EXERCISE OBJECTIVE ::
Reproduce the listing below with every occurrence of "heat-map build" renamed to "density-map build", leaving everything else unchanged.

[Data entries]
========================================================================

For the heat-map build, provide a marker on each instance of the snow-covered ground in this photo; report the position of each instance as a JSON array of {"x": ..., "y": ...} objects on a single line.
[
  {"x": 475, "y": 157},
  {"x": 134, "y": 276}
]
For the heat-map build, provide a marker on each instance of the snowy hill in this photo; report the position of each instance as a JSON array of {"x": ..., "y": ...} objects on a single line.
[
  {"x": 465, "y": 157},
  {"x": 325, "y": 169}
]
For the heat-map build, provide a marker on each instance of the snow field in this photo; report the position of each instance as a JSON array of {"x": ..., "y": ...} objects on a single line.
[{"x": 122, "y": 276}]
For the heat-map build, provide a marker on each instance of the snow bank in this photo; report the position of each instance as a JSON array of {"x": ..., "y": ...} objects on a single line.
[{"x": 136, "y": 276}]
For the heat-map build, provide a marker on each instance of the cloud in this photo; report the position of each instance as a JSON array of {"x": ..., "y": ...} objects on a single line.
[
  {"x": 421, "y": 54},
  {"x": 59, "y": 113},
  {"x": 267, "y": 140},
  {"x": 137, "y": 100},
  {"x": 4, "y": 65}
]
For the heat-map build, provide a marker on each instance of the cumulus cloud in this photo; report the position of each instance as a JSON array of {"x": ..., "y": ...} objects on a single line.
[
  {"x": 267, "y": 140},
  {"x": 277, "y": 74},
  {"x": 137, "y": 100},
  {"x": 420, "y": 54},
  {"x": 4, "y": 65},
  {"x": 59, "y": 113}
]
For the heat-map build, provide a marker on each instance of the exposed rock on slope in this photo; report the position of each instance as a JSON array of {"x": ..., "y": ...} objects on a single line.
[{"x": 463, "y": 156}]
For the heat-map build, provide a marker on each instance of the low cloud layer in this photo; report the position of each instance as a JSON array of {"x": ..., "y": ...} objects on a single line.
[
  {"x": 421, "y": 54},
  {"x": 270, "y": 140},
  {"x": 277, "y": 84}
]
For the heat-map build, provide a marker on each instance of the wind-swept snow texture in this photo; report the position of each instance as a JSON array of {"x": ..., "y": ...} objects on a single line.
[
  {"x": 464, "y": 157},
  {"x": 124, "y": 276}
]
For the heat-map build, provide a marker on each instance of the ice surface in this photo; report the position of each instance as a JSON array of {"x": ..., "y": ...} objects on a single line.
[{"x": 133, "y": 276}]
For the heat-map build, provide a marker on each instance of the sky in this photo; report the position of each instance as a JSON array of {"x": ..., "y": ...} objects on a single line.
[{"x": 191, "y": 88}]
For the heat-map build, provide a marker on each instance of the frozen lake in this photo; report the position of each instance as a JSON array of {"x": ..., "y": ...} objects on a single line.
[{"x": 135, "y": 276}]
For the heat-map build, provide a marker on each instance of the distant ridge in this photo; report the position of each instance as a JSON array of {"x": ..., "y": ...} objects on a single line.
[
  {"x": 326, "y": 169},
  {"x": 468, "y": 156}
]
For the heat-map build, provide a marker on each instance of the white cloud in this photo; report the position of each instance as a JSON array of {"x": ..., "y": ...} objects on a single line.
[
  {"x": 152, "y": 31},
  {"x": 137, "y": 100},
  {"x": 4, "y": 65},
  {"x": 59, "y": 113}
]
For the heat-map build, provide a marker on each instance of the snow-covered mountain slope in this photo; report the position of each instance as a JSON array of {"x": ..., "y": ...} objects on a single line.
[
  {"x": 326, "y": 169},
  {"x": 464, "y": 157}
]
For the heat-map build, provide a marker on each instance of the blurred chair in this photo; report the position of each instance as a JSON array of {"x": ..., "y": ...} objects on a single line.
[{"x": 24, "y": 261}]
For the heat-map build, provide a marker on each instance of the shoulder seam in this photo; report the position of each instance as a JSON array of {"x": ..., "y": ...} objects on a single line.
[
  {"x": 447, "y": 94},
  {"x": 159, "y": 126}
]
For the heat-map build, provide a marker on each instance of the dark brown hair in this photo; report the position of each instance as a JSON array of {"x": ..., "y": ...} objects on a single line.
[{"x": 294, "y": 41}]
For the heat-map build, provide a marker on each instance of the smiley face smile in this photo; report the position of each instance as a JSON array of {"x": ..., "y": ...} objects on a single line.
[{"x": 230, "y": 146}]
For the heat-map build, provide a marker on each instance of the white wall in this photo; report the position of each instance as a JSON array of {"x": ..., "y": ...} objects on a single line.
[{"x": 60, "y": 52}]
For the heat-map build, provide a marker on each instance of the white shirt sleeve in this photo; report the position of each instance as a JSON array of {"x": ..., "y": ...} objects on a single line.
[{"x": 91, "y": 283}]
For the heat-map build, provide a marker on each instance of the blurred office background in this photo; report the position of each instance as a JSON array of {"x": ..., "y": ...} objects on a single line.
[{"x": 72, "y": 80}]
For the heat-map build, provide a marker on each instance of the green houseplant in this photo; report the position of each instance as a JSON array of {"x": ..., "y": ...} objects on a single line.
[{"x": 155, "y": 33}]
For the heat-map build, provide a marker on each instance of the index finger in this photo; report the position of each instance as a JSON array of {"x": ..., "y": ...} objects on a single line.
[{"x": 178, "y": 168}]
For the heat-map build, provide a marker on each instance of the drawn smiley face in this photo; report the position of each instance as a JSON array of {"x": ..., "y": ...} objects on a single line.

========================================================================

FINAL ANSWER ::
For the density-map build, provide a marker on each instance of the snow-covered ground in this photo; report the position of each instance as a JSON array of {"x": ..., "y": ...} objects on a single line.
[
  {"x": 475, "y": 157},
  {"x": 134, "y": 276}
]
For the density-map build, provide a marker on each instance of the snowy hill in this photo; report the position of each instance as a JSON array of {"x": ..., "y": ...} objects on a single line.
[
  {"x": 465, "y": 157},
  {"x": 325, "y": 169}
]
For the density-map build, provide a marker on each instance of the snow field in this photo; report the position of each instance as a JSON array of {"x": ..., "y": ...} objects on a single line.
[{"x": 122, "y": 276}]
For the density-map build, provide a marker on each instance of the snow bank in this photo; report the position of each instance as a JSON array of {"x": ..., "y": ...} objects on a single line.
[{"x": 136, "y": 276}]
For the density-map build, provide a marker on each instance of the cloud in this photo; report the position of each instance as a JSON array of {"x": ..., "y": ...} objects on a single line.
[
  {"x": 421, "y": 54},
  {"x": 59, "y": 113},
  {"x": 267, "y": 140},
  {"x": 137, "y": 100},
  {"x": 4, "y": 65}
]
For the density-map build, provide a marker on each instance of the cumulus cloud in this photo; report the position of each instance as a JSON array of {"x": ..., "y": ...} objects on a single line.
[
  {"x": 267, "y": 140},
  {"x": 277, "y": 74},
  {"x": 137, "y": 100},
  {"x": 420, "y": 54},
  {"x": 4, "y": 65},
  {"x": 59, "y": 113}
]
For the density-map build, provide a marker on each instance of the exposed rock on slope in this photo; report the position of each instance as a JSON array of {"x": ..., "y": ...} objects on a single line.
[{"x": 463, "y": 156}]
For the density-map build, provide a marker on each instance of the low cloud layer in this photo; report the position of each instance as a JSON array of {"x": ..., "y": ...} objects on a single line.
[
  {"x": 421, "y": 54},
  {"x": 270, "y": 140},
  {"x": 277, "y": 84}
]
For the density-map build, provide a marker on each instance of the wind-swept snow texture in this photo; report the position of each instance as a JSON array of {"x": ..., "y": ...} objects on a single line.
[
  {"x": 464, "y": 157},
  {"x": 124, "y": 276}
]
For the density-map build, provide a marker on each instance of the ice surface in this photo; report the position of each instance as a JSON array of {"x": ..., "y": ...} objects on a single line.
[{"x": 133, "y": 276}]
For the density-map build, provide a marker on each instance of the sky in this photo; report the position of each instance as a JSON array of {"x": ..., "y": ...} objects on a single line.
[{"x": 191, "y": 88}]
For the density-map build, provide a marker on each instance of the frozen lake in this photo; report the position of each instance as a JSON array of {"x": ..., "y": ...} objects on a single line.
[{"x": 135, "y": 276}]
For the density-map build, provide a marker on each instance of the distant ridge in this photo; report the position of each instance as a JSON array of {"x": ..., "y": ...} objects on a single line.
[
  {"x": 326, "y": 169},
  {"x": 468, "y": 156}
]
For the density-map build, provide a marker on each instance of the white cloud in this photo; report the position of each instance as a JSON array of {"x": ..., "y": ...} objects on a single line.
[
  {"x": 152, "y": 31},
  {"x": 137, "y": 100},
  {"x": 4, "y": 65},
  {"x": 59, "y": 113}
]
For the density-map build, provide a marker on each instance of the snow-covered mountain slope in this photo; report the position of each instance as a JSON array of {"x": ..., "y": ...} objects on a single line.
[
  {"x": 326, "y": 169},
  {"x": 464, "y": 157}
]
For the density-map build, provide a marker on each instance of the blurred chair in this photo; report the position of each instance as a JSON array of {"x": ..., "y": ...} objects on a single line.
[{"x": 24, "y": 261}]
For the density-map build, provide a marker on each instance of the shoulder seam in this photo; report the position of each instance as a JSON array of {"x": ..., "y": ...} objects on a single line.
[
  {"x": 447, "y": 94},
  {"x": 159, "y": 126}
]
For the density-map build, provide a marker on each instance of the dark brown hair in this photo; report the position of each instance as a JSON array of {"x": ..., "y": ...} objects on a single line.
[{"x": 294, "y": 41}]
For the density-map build, provide a marker on each instance of the smiley face smile in this photo; report the position of each instance as a JSON array of {"x": ..., "y": ...} objects on a single line.
[{"x": 230, "y": 146}]
For the density-map build, provide a marker on each instance of the white wall in this photo; report the position of each instance as a JSON array of {"x": ..., "y": ...} objects on a single line.
[{"x": 60, "y": 52}]
For the density-map build, provide a marker on each instance of the white shirt sleeve in this photo; report the position of each instance as a JSON array of {"x": ..., "y": ...} objects on a single line.
[{"x": 91, "y": 283}]
For the density-map build, provide a marker on each instance of the blurred office background in this photo; report the position of each instance as a JSON array of {"x": ..., "y": ...} objects on a single line.
[{"x": 72, "y": 80}]
For the density-map build, provide a marker on each instance of the green houseplant in this photo; report the position of each instance as a JSON array of {"x": ..., "y": ...} objects on a single line.
[{"x": 155, "y": 33}]
For the density-map build, provide a marker on each instance of the index finger in this photo; report the position of each instance as a JSON array of {"x": ..., "y": ...} objects on a single line.
[{"x": 178, "y": 168}]
For the density-map build, provide a marker on each instance of the drawn smiley face in this photo; report the position of each instance as a JSON array of {"x": ..., "y": ...} objects on a single line.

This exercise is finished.